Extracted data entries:
==============================

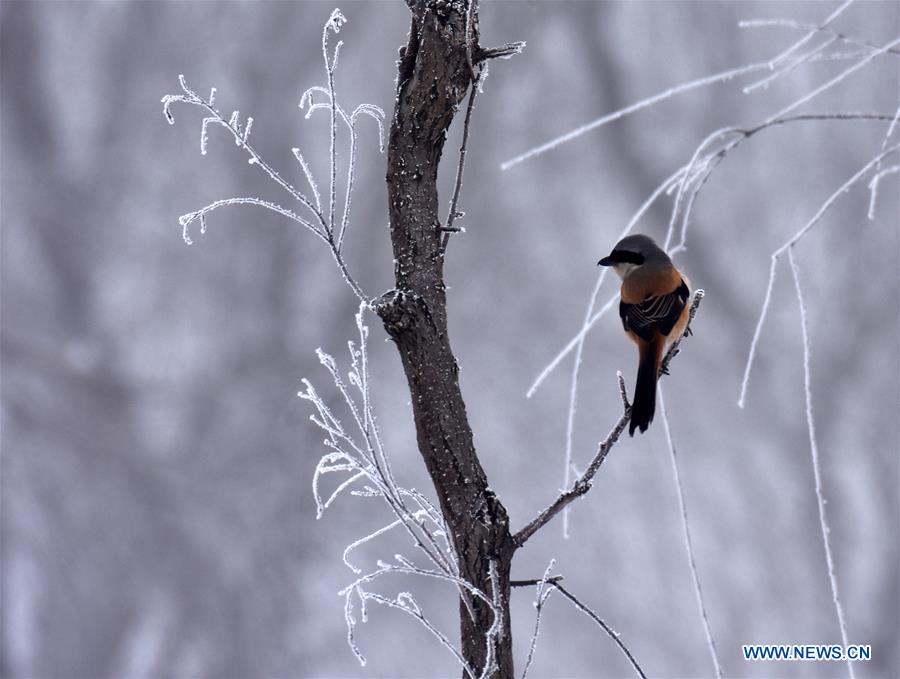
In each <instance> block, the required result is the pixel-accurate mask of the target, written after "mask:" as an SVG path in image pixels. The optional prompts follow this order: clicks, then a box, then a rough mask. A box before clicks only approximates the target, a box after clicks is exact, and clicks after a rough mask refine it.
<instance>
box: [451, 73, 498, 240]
mask: <svg viewBox="0 0 900 679" xmlns="http://www.w3.org/2000/svg"><path fill="white" fill-rule="evenodd" d="M486 77H487V71H486V70H485V69H484V67H481V68H480V69H479V70H478V75H477V76H476V77H475V80H474V81H472V85H471V92H469V103H468V105H467V106H466V117H465V120H464V121H463V138H462V141H461V142H460V145H459V161H458V162H457V165H456V181H455V182H454V185H453V196H452V197H451V198H450V211H449V213H448V214H447V224H446V226H444V227H443V230H444V237H443V239H442V241H441V251H445V250H446V249H447V242H448V241H449V240H450V235H451V234H452V233H453V232H455V231H459V230H460V229H459V228H458V227H456V226H454V225H453V224H454V222H455V221H456V218H457V217H462V216H463V215H464V214H465V213H464V212H459V211H458V208H457V206H458V204H459V192H460V190H461V189H462V176H463V171H464V170H465V167H466V147H467V146H468V143H469V123H470V122H471V120H472V110H473V109H474V108H475V96H476V95H477V94H478V92H479V90H480V88H481V83H482V82H483V79H484V78H486Z"/></svg>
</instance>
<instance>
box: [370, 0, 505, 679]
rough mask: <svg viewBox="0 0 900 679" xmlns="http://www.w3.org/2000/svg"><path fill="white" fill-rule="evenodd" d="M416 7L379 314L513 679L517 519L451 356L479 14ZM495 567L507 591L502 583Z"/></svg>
mask: <svg viewBox="0 0 900 679" xmlns="http://www.w3.org/2000/svg"><path fill="white" fill-rule="evenodd" d="M473 1H475V0H473ZM409 4H410V9H411V11H412V25H411V28H410V33H409V43H408V45H407V46H406V47H405V48H403V49H402V50H401V58H400V63H399V73H398V77H397V100H396V103H395V108H394V117H393V120H392V122H391V130H390V140H389V149H388V170H387V184H388V195H389V211H390V230H391V241H392V244H393V249H394V260H395V261H394V264H395V267H394V275H395V279H396V288H395V289H394V290H392V291H390V292H388V293H385V294H384V295H383V296H382V297H381V298H380V299H379V300H378V302H377V304H376V310H377V312H378V315H379V316H380V317H381V319H382V321H383V322H384V325H385V328H386V330H387V332H388V334H389V335H390V336H391V338H392V339H393V340H394V341H395V342H396V344H397V348H398V350H399V352H400V358H401V360H402V363H403V369H404V371H405V373H406V378H407V381H408V383H409V390H410V394H411V396H412V405H413V414H414V418H415V425H416V434H417V439H418V445H419V451H420V452H421V454H422V458H423V459H424V461H425V464H426V466H427V468H428V472H429V474H430V475H431V479H432V481H433V483H434V485H435V489H436V491H437V496H438V498H439V499H440V503H441V510H442V512H443V515H444V519H445V521H446V523H447V526H448V528H449V530H450V532H451V534H452V540H453V544H454V546H455V549H456V553H457V556H458V560H459V570H460V573H461V575H462V577H464V578H466V580H468V581H469V582H471V583H472V584H473V585H474V586H475V587H477V588H478V589H480V590H481V591H482V592H484V593H485V594H487V595H488V597H495V596H499V599H500V609H501V611H502V626H501V636H500V639H499V641H498V643H497V658H496V661H497V665H498V672H497V674H496V675H495V676H499V677H502V678H504V679H505V678H507V677H512V676H513V660H512V639H511V635H510V628H509V592H510V587H509V573H510V561H511V559H512V555H513V552H514V550H515V547H514V543H513V540H512V537H511V535H510V532H509V519H508V517H507V513H506V509H505V507H504V506H503V505H502V504H501V502H500V500H499V499H498V498H497V497H496V495H494V493H493V492H492V491H491V490H490V488H489V485H488V481H487V477H486V475H485V473H484V470H483V469H482V467H481V463H480V462H479V460H478V456H477V454H476V452H475V445H474V441H473V437H472V429H471V427H470V426H469V421H468V418H467V416H466V407H465V403H464V402H463V397H462V393H461V392H460V388H459V378H458V372H459V368H458V366H457V363H456V358H455V357H454V355H453V351H452V349H451V348H450V340H449V337H448V334H447V307H446V295H445V285H444V272H443V265H444V254H443V251H442V245H441V243H442V238H443V235H444V232H443V231H442V230H441V221H440V218H439V216H438V209H439V205H438V194H437V173H438V164H439V162H440V159H441V152H442V150H443V146H444V141H445V138H446V134H447V129H448V128H449V127H450V123H451V122H452V120H453V117H454V115H455V114H456V112H457V109H458V107H459V104H460V102H461V101H462V99H463V97H464V96H465V95H466V92H467V91H468V89H469V87H470V86H472V84H473V73H472V68H471V61H472V60H471V54H472V52H474V51H475V49H476V47H477V44H478V42H477V41H478V37H477V36H478V33H477V7H473V8H471V11H470V9H469V7H468V4H469V3H468V2H459V1H458V0H457V1H452V2H451V1H446V0H436V1H434V0H418V1H415V0H410V2H409ZM467 14H468V15H469V17H468V24H469V26H468V30H467ZM467 36H468V44H467ZM491 561H494V562H495V564H496V569H497V582H498V585H499V586H498V590H499V591H498V592H494V591H493V585H492V583H491V577H490V574H489V571H490V563H491ZM469 603H470V604H471V609H472V611H473V612H474V615H472V613H470V610H469V607H468V606H467V602H463V601H460V630H461V643H462V653H463V655H464V657H465V658H466V660H467V661H468V663H469V665H470V666H471V667H472V668H473V669H474V670H475V671H476V672H480V671H481V670H482V669H483V667H484V666H485V663H486V661H487V657H488V656H487V653H488V649H487V642H486V638H487V634H488V631H489V629H490V627H491V625H492V624H493V622H494V621H493V615H492V612H491V608H490V607H489V606H488V605H486V604H485V603H484V602H482V601H480V600H478V599H474V600H471V601H470V602H469Z"/></svg>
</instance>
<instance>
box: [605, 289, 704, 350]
mask: <svg viewBox="0 0 900 679" xmlns="http://www.w3.org/2000/svg"><path fill="white" fill-rule="evenodd" d="M689 296H690V290H688V287H687V284H686V283H685V282H684V281H683V280H682V281H681V285H680V286H679V287H678V288H677V289H676V290H675V291H674V292H670V293H668V294H666V295H657V296H656V297H648V298H647V299H645V300H643V301H642V302H639V303H638V304H626V303H625V302H620V303H619V316H621V317H622V326H623V327H624V328H625V331H626V332H628V331H629V330H630V331H632V332H633V333H634V334H636V335H637V336H638V337H640V338H641V339H643V340H645V341H647V342H649V341H651V340H652V339H653V335H654V334H655V333H656V332H657V331H658V332H659V333H660V334H662V335H668V334H669V333H670V332H672V328H673V327H675V324H676V323H677V322H678V318H679V317H680V316H681V312H682V311H683V310H684V305H685V304H686V303H687V298H688V297H689Z"/></svg>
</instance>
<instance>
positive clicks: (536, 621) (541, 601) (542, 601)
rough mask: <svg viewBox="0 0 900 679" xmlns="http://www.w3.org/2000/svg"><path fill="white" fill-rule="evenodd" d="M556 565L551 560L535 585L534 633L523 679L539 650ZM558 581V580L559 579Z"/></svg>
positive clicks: (531, 638)
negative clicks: (550, 585)
mask: <svg viewBox="0 0 900 679" xmlns="http://www.w3.org/2000/svg"><path fill="white" fill-rule="evenodd" d="M555 564H556V560H555V559H550V563H549V564H547V568H546V569H545V570H544V575H543V577H542V578H541V579H540V580H538V581H537V583H535V584H536V585H537V591H536V592H535V596H534V607H535V609H536V610H535V615H534V632H532V634H531V644H530V645H529V647H528V657H527V658H526V659H525V668H524V669H523V670H522V679H526V677H527V676H528V668H530V667H531V661H532V660H533V659H534V650H535V648H537V638H538V633H539V632H540V631H541V613H543V611H544V604H546V603H547V599H548V598H549V597H550V594H551V593H552V592H553V588H550V589H547V585H548V584H549V582H550V579H551V578H550V577H549V576H550V571H551V570H552V569H553V566H554V565H555ZM556 579H557V580H558V578H556Z"/></svg>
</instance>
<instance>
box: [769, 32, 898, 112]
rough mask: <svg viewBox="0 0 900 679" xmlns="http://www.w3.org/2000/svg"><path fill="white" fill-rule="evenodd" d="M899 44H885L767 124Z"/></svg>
mask: <svg viewBox="0 0 900 679" xmlns="http://www.w3.org/2000/svg"><path fill="white" fill-rule="evenodd" d="M898 44H900V38H895V39H894V40H892V41H891V42H889V43H887V44H885V45H884V46H883V47H881V48H880V49H878V50H876V51H875V52H872V53H871V54H869V55H868V56H866V57H864V58H863V59H861V60H860V61H858V62H856V63H855V64H853V66H851V67H850V68H847V69H844V70H843V71H841V72H840V73H838V74H837V75H836V76H834V77H833V78H832V79H831V80H829V81H827V82H825V83H823V84H821V85H819V86H818V87H817V88H816V89H814V90H813V91H812V92H809V93H807V94H805V95H803V96H802V97H800V98H799V99H797V100H795V101H793V102H792V103H790V104H788V105H787V106H785V107H784V108H783V109H781V110H780V111H779V112H778V113H776V114H774V115H772V116H770V117H769V119H768V120H767V121H766V122H767V123H768V122H772V121H773V120H777V119H779V118H783V117H784V116H785V114H787V113H790V112H791V111H793V110H794V109H795V108H798V107H799V106H802V105H803V104H805V103H806V102H808V101H810V100H811V99H813V98H814V97H816V96H818V95H820V94H821V93H822V92H825V91H826V90H829V89H831V88H832V87H834V86H835V85H837V84H838V83H839V82H841V81H842V80H843V79H844V78H846V77H848V76H849V75H851V74H852V73H855V72H856V71H858V70H859V69H861V68H862V67H863V66H866V65H867V64H868V63H869V62H871V61H872V60H873V59H875V58H876V57H878V56H880V55H882V54H884V53H885V52H887V51H889V50H890V49H891V48H892V47H895V46H897V45H898Z"/></svg>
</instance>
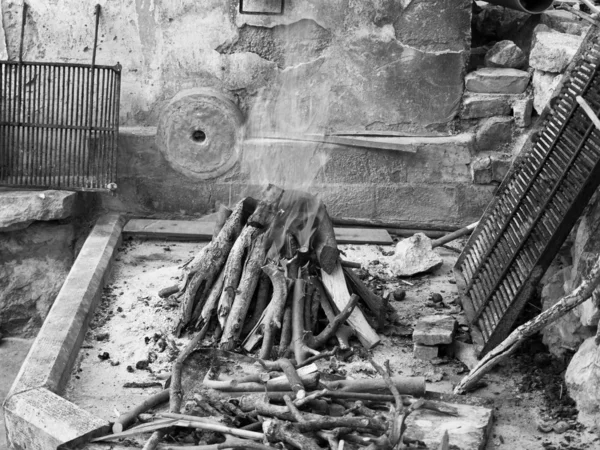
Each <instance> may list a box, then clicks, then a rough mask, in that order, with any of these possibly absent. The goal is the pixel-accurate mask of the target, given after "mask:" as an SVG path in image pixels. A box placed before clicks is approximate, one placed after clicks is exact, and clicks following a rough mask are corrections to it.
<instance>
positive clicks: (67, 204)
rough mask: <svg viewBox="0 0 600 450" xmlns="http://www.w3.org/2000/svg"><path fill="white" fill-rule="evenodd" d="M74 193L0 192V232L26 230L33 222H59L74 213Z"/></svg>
mask: <svg viewBox="0 0 600 450" xmlns="http://www.w3.org/2000/svg"><path fill="white" fill-rule="evenodd" d="M76 196H77V194H76V193H75V192H67V191H53V190H48V191H0V231H15V230H21V229H23V228H27V227H28V226H29V225H31V224H32V223H33V222H35V221H38V220H39V221H48V220H61V219H66V218H68V217H70V216H71V215H72V214H73V211H74V205H75V198H76Z"/></svg>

==============================

## Exercise details
Look above for the line that contains "positive clicks: (67, 204)". That line and every line after it through the end of the data must be written out exactly, with nothing else.

## Answer to this problem
positive clicks: (67, 204)
rough mask: <svg viewBox="0 0 600 450" xmlns="http://www.w3.org/2000/svg"><path fill="white" fill-rule="evenodd" d="M74 193L0 192V232L26 230L33 222H59L74 213Z"/></svg>
mask: <svg viewBox="0 0 600 450" xmlns="http://www.w3.org/2000/svg"><path fill="white" fill-rule="evenodd" d="M76 196H77V194H76V193H75V192H67V191H53V190H48V191H0V231H15V230H21V229H23V228H27V227H28V226H29V225H31V224H32V223H33V222H35V221H38V220H39V221H48V220H61V219H66V218H68V217H70V216H71V215H72V214H73V211H74V205H75V198H76Z"/></svg>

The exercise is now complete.